§ **WHAT TO DO**: Could you repeat all of the entries below, character for character?

§ **SOURCE DATA**:
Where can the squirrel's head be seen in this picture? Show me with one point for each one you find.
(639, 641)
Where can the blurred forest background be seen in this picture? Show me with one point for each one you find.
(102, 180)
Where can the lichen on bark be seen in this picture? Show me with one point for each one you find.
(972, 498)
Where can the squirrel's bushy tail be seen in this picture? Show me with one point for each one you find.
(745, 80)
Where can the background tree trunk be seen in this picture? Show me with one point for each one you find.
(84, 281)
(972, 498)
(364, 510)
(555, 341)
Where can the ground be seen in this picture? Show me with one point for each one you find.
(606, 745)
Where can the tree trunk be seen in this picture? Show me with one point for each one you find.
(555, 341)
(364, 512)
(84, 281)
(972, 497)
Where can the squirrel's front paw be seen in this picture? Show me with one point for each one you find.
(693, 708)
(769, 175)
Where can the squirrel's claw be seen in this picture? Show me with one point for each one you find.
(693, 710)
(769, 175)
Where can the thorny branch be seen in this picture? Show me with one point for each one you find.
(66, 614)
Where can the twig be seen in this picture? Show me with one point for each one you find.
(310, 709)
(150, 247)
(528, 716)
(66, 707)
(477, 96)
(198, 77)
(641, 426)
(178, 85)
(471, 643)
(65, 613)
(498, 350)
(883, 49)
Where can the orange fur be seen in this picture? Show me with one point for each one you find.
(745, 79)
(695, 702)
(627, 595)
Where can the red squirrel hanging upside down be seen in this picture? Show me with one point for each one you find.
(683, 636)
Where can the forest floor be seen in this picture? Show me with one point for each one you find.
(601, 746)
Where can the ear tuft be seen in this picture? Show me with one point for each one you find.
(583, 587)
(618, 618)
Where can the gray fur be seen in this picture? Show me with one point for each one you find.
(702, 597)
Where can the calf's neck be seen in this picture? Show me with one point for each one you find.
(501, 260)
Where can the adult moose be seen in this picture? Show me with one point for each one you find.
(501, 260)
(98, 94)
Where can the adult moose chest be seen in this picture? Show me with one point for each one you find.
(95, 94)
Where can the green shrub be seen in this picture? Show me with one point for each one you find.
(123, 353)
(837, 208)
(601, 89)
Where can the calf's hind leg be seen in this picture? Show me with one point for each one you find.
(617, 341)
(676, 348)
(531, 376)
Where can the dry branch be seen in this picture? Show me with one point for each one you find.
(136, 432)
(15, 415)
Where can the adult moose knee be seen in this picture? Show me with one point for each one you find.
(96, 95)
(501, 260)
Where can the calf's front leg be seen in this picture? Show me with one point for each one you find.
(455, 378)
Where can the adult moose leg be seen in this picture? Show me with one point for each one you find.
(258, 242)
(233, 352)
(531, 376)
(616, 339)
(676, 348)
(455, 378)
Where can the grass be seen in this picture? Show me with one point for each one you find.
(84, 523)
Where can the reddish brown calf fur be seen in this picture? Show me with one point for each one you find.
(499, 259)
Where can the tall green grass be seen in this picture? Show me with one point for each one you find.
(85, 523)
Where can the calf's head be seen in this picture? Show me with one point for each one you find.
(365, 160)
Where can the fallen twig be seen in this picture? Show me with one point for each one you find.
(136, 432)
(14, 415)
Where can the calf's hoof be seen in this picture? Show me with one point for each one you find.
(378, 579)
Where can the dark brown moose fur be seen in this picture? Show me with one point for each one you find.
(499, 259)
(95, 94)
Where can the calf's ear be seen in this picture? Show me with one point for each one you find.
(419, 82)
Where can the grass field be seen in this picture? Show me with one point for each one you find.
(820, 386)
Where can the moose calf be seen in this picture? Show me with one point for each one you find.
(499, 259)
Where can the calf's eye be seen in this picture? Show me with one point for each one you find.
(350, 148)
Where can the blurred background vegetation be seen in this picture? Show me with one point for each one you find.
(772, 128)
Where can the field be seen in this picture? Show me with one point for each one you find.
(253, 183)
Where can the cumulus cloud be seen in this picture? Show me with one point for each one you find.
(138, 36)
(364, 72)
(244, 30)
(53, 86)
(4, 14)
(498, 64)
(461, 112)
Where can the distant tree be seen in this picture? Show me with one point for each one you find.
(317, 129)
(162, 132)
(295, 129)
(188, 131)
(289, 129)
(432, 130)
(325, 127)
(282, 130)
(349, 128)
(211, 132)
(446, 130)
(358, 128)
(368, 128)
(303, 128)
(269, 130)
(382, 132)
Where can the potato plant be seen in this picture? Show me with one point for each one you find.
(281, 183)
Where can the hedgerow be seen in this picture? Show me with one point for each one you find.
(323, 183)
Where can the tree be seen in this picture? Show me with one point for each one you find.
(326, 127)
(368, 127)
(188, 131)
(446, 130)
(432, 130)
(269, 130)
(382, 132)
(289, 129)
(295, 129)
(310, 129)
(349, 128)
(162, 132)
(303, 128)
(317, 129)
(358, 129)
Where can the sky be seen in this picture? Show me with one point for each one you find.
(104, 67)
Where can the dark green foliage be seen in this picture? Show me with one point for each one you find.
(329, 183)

§ **OUTPUT**:
Where can the squirrel's head be seen in this picture? Show me with one point for each one you find.
(639, 641)
Where can the blurred forest background be seen in this picture? Show me with one point for each one you find.
(102, 180)
Where can the lichen on bark be seen in this picture? Show me with one point for each one you find.
(972, 498)
Where can the squirrel's bushy tail be seen in this picture? Show me with one point for each one you find.
(745, 80)
Where can the background tree trunk be seen in this picture? Show me with one point for each one you find.
(84, 281)
(972, 498)
(364, 510)
(555, 341)
Where can the ground be seen in this picture? Show me with one point for each one you find.
(606, 745)
Where can the tree trunk be seen in this picture? Show me with one point for each one you find.
(555, 341)
(364, 512)
(84, 281)
(972, 497)
Where can the squirrel's front paw be seen in this picture? Show me with one point for each one you find.
(693, 708)
(769, 175)
Where can the squirrel's claw be seen in this picture? Show me with one point for each one you find.
(693, 710)
(769, 175)
Where can the thorny branch be seen in this picture? Show me with one point for each one you find.
(66, 614)
Where can the twig be seen in this picture? Show me with one point for each one you find.
(310, 709)
(150, 247)
(528, 716)
(66, 707)
(477, 96)
(198, 77)
(641, 426)
(178, 85)
(471, 643)
(65, 613)
(498, 350)
(883, 49)
Where can the orange fur be seen in this picture? Show me with one point for each one you find.
(745, 79)
(695, 702)
(627, 595)
Where can the red squirrel hanging upside down be seen in this picture? Show me with one point for each one you find.
(683, 636)
Where can the forest floor be seen in this picture? Show me with one point for each one you find.
(601, 746)
Where can the ear tuft be seen in this picture? Show me with one point for each one you find.
(583, 587)
(618, 618)
Where can the gray fur be seen in this picture? Show me with one point for each one you find.
(702, 597)
Where can the calf's neck be seen in this picture? Show me with one point for each one you find.
(501, 260)
Where can the adult moose be seen in this picture? Show me with one point for each one you find.
(501, 260)
(98, 94)
Where can the adult moose chest be seen in this picture? Show me with one point for each one you find.
(95, 94)
Where can the green shrub be seen in this picture? Show me with one point for each one you find.
(123, 353)
(837, 208)
(601, 89)
Where can the calf's hind leg be seen in this picture? Show me with one point for each one you find.
(617, 341)
(676, 348)
(531, 376)
Where can the dry branch be seen in this picture? Show me with one point for each one you find.
(136, 432)
(15, 415)
Where can the adult moose knee be seen in this picture? Show me with one point for each one you find.
(96, 95)
(501, 260)
Where can the calf's front leg be seen in this picture? Show me with one point for each one you find.
(455, 378)
Where can the adult moose leg be seen in this picture? Show me with one point for each one you find.
(258, 242)
(233, 352)
(531, 376)
(616, 339)
(676, 348)
(455, 378)
Where can the grass be seen in this picture? Show me with one point for each one you find.
(84, 523)
Where can the reddish brown calf fur be seen in this picture? Show me with one point for each one you find.
(499, 259)
Where can the tall green grass be seen in this picture? Show me with one point for each one you find.
(85, 523)
Where can the calf's head be seen in this picture? Show me with one point for each one you find.
(365, 160)
Where can the fallen twig be seen in this picture? Show me with one point for each one you find.
(136, 432)
(14, 415)
Where can the calf's hoof be seen in this picture? Show me with one point for each one you find.
(378, 579)
Where can the dark brown moose fur be seen in this picture? Show me with one point for each one you find.
(499, 259)
(95, 94)
Where can the calf's ear be seen in this picture? Show me with one point for each one you find.
(419, 82)
Where can the grass field be seen in this picture? Show me with one point for each one you find.
(820, 386)
Where can the moose calf be seen in this picture? Show me with one point for each one you find.
(499, 259)
Where can the calf's eye be seen in this picture? Show me with one point for each one you find.
(350, 148)
Where can the blurred background vegetation be seen in this picture? Show me with one point for each one you find.
(772, 128)
Where can the field be seen in this picture? Show me with one point for each one you find.
(253, 183)
Where can the cumulus cloud be seen in this picture? Show me with one point for each one you find.
(138, 36)
(364, 72)
(244, 30)
(53, 86)
(4, 14)
(498, 64)
(461, 112)
Where can the distant tree be seen in this picture? Show me with one point for each one you find.
(317, 129)
(162, 132)
(295, 129)
(188, 131)
(289, 129)
(432, 130)
(325, 127)
(282, 130)
(349, 128)
(211, 132)
(446, 130)
(358, 128)
(368, 128)
(303, 128)
(269, 130)
(382, 132)
Where can the potato plant be seen in this picture? Show me with one point for each one you find.
(281, 183)
Where can the hedgerow be seen in this picture? Show me with one point for each one you find.
(323, 183)
Where can the tree be seen in this picture? Show me with one point for each one you find.
(326, 127)
(368, 127)
(188, 131)
(446, 130)
(432, 130)
(269, 130)
(382, 132)
(289, 129)
(295, 129)
(310, 129)
(349, 128)
(162, 132)
(303, 128)
(317, 129)
(358, 129)
Where can the sky be seen in this picture? Show me with one point for each one you find.
(104, 67)
Where can the dark green foliage be seen in this picture? Show me with one point for each one you find.
(329, 183)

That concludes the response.